* What to work on
**1)** Summarize the article on fire hydrants in two sentences.
**2)** Pick up the article on fire hydrants after its final sentence and keep writing it.

* Passage given
CONSTRUCTION AND OPERATION OF TWO TYPES OF HYDRANTS

CONSTRUCTION AND OPERATION OF TWO TYPES OF HYDRANTS

Concluding Installment of a Series of Articles Started in the February Issue— Outstanding Features of Design Explained

ON many occasions, particularly in the outlying sections or rural areas, the fact has been demonstrated that efficient and expensive fire apparatus is useless unless supported by an adequate water supply. As it is not always practical or feasible for pumpers to draft water from ponds or cisterns, means are provided for obtaining a supply of water from the city distribution system. Hydrants are installed to provide Fire Departments with a physical means of connecting their suction lines or the hose lines to a dependable water supply.

There are many types of hydrants in common use. Two are described in this concluding installment.

The O’Brien hydrant (A. P. Smith Manufacturing Company, East Orange, N. J.) has a large diameter standpipe to cut down the frictional resistance. The manufacturers claim that a standard type two-nozzle hydrant was tested under a delivery of 250 gallons per nozzle, and the friction loss was but 1.7 pounds.

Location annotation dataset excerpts
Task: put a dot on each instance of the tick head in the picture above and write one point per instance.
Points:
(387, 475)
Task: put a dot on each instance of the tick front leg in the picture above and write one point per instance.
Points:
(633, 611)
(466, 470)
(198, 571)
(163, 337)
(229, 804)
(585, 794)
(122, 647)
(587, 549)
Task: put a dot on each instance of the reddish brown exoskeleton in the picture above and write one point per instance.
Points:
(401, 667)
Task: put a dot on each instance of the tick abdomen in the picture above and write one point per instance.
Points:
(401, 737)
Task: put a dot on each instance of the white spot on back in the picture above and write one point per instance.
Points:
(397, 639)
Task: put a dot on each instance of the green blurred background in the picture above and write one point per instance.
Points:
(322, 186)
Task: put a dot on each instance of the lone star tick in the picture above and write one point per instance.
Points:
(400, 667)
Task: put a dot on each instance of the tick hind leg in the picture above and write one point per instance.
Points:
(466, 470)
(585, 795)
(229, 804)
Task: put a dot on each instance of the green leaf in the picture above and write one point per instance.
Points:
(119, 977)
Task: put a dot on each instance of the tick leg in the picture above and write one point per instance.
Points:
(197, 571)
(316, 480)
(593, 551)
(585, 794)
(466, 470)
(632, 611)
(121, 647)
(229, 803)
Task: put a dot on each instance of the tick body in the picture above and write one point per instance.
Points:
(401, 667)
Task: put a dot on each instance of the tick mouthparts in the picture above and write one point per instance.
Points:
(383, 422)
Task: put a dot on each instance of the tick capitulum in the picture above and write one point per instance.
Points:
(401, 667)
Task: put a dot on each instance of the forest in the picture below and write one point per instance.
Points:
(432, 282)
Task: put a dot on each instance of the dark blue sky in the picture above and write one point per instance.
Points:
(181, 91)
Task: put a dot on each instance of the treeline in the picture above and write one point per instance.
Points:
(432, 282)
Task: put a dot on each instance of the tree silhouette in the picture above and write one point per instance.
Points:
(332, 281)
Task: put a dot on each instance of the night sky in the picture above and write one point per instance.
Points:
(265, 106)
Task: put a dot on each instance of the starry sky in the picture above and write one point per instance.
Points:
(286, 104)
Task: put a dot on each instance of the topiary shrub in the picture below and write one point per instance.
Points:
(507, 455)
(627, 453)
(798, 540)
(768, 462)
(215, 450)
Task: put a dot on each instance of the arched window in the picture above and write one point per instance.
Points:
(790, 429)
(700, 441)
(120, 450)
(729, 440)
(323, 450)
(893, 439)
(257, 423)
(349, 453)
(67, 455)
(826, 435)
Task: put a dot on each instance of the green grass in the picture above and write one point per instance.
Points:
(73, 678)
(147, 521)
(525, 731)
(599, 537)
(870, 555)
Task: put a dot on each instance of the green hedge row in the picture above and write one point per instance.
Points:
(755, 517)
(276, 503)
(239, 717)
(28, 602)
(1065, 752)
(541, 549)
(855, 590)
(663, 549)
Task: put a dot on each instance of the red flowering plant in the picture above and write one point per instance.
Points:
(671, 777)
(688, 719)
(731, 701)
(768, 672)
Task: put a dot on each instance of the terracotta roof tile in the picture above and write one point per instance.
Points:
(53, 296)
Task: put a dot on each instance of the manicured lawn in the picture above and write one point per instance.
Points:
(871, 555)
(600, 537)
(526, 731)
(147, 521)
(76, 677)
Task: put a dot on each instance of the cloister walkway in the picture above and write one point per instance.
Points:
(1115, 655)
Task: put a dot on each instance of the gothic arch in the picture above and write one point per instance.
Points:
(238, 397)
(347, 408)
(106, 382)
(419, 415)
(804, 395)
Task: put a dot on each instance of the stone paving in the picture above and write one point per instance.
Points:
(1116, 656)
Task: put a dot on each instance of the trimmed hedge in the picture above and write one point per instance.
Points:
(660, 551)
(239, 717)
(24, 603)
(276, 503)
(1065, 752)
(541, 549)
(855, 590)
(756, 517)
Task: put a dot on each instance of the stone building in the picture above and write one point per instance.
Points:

* Task-by-task results
**1)** Expensive fire apparatus is useless without an adequate water supply, so where drafting from ponds or cisterns is not practical, hydrants are installed so Fire Departments can connect suction or hose lines to the city distribution system. Of the many hydrant types in common use, this concluding installment describes two, starting with the O'Brien hydrant from A. P. Smith Manufacturing Company, whose large diameter standpipe cuts frictional resistance; its manufacturers claim a standard two-nozzle hydrant tested at 250 gallons per nozzle showed a friction loss of only 1.7 pounds.

**2)**
Cross Section of the O'Brien Hydrant

The drip valve of the hydrant is so correlated with the main stem that the moment the main valve is closed, the drip valve opens. The action of the drip valve is positive.

A good size packing box is provided. Where the spindle passes through the packing box, it is bushed with bronze so that it will give unfailing service.

When the hydrant is once set, the standpipe section need not be disturbed in order to make any repairs that might be necessary to the inner parts. All that is required is to remove the bonnet and top and to insert a wrench designed for that purpose. Every inner part, including the valve seat, can be removed in one operation. When the necessary repairs have been made, the parts can be replaced with the same wrench.

Waterous Hydrant

The spindle nut mechanism of the Waterous hydrant (Waterous Fire Engine Works, St. Paul, Minn.) is not exposed to water due to the locating of the packing gland (4).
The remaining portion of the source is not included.